### Description of the task:
Render the lines as a numbered list, starting at the line containing "Extract display shelf" and running through the last line of the entries. Omit blank lines.

Records of labeled boxes
▬▬▬▬▬▬

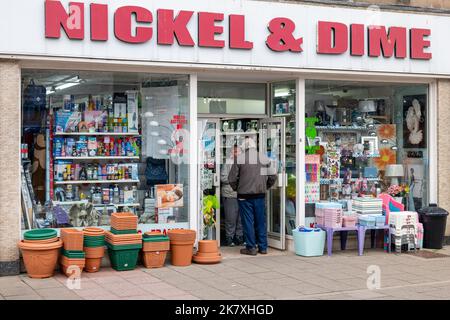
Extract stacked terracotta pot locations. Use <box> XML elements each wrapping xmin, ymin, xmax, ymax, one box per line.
<box><xmin>19</xmin><ymin>229</ymin><xmax>62</xmax><ymax>278</ymax></box>
<box><xmin>168</xmin><ymin>229</ymin><xmax>196</xmax><ymax>267</ymax></box>
<box><xmin>142</xmin><ymin>232</ymin><xmax>170</xmax><ymax>268</ymax></box>
<box><xmin>106</xmin><ymin>212</ymin><xmax>142</xmax><ymax>271</ymax></box>
<box><xmin>83</xmin><ymin>227</ymin><xmax>105</xmax><ymax>272</ymax></box>
<box><xmin>193</xmin><ymin>240</ymin><xmax>222</xmax><ymax>264</ymax></box>
<box><xmin>59</xmin><ymin>228</ymin><xmax>86</xmax><ymax>277</ymax></box>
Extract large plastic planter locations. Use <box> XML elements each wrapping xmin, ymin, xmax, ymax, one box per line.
<box><xmin>106</xmin><ymin>243</ymin><xmax>142</xmax><ymax>271</ymax></box>
<box><xmin>292</xmin><ymin>229</ymin><xmax>325</xmax><ymax>257</ymax></box>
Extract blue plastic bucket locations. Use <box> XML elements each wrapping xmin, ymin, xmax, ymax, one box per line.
<box><xmin>292</xmin><ymin>229</ymin><xmax>325</xmax><ymax>257</ymax></box>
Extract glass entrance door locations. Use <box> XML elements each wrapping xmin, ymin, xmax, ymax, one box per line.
<box><xmin>198</xmin><ymin>119</ymin><xmax>220</xmax><ymax>244</ymax></box>
<box><xmin>259</xmin><ymin>118</ymin><xmax>286</xmax><ymax>250</ymax></box>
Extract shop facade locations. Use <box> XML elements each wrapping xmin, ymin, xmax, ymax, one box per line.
<box><xmin>0</xmin><ymin>0</ymin><xmax>450</xmax><ymax>274</ymax></box>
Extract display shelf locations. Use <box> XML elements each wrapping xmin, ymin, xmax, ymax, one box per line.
<box><xmin>55</xmin><ymin>179</ymin><xmax>139</xmax><ymax>185</ymax></box>
<box><xmin>53</xmin><ymin>200</ymin><xmax>89</xmax><ymax>206</ymax></box>
<box><xmin>315</xmin><ymin>126</ymin><xmax>370</xmax><ymax>131</ymax></box>
<box><xmin>53</xmin><ymin>200</ymin><xmax>141</xmax><ymax>208</ymax></box>
<box><xmin>55</xmin><ymin>132</ymin><xmax>141</xmax><ymax>137</ymax></box>
<box><xmin>54</xmin><ymin>156</ymin><xmax>140</xmax><ymax>160</ymax></box>
<box><xmin>352</xmin><ymin>153</ymin><xmax>381</xmax><ymax>158</ymax></box>
<box><xmin>93</xmin><ymin>203</ymin><xmax>141</xmax><ymax>208</ymax></box>
<box><xmin>220</xmin><ymin>132</ymin><xmax>259</xmax><ymax>136</ymax></box>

▬▬▬▬▬▬

### Worked solution:
1. Extract display shelf locations. Use <box> XML elements each wrapping xmin, ymin, xmax, ymax, one box per line.
2. <box><xmin>55</xmin><ymin>179</ymin><xmax>139</xmax><ymax>185</ymax></box>
3. <box><xmin>53</xmin><ymin>200</ymin><xmax>89</xmax><ymax>206</ymax></box>
4. <box><xmin>315</xmin><ymin>126</ymin><xmax>370</xmax><ymax>131</ymax></box>
5. <box><xmin>53</xmin><ymin>200</ymin><xmax>141</xmax><ymax>208</ymax></box>
6. <box><xmin>55</xmin><ymin>132</ymin><xmax>141</xmax><ymax>137</ymax></box>
7. <box><xmin>54</xmin><ymin>156</ymin><xmax>140</xmax><ymax>160</ymax></box>
8. <box><xmin>352</xmin><ymin>153</ymin><xmax>381</xmax><ymax>158</ymax></box>
9. <box><xmin>93</xmin><ymin>203</ymin><xmax>141</xmax><ymax>208</ymax></box>
10. <box><xmin>220</xmin><ymin>132</ymin><xmax>259</xmax><ymax>136</ymax></box>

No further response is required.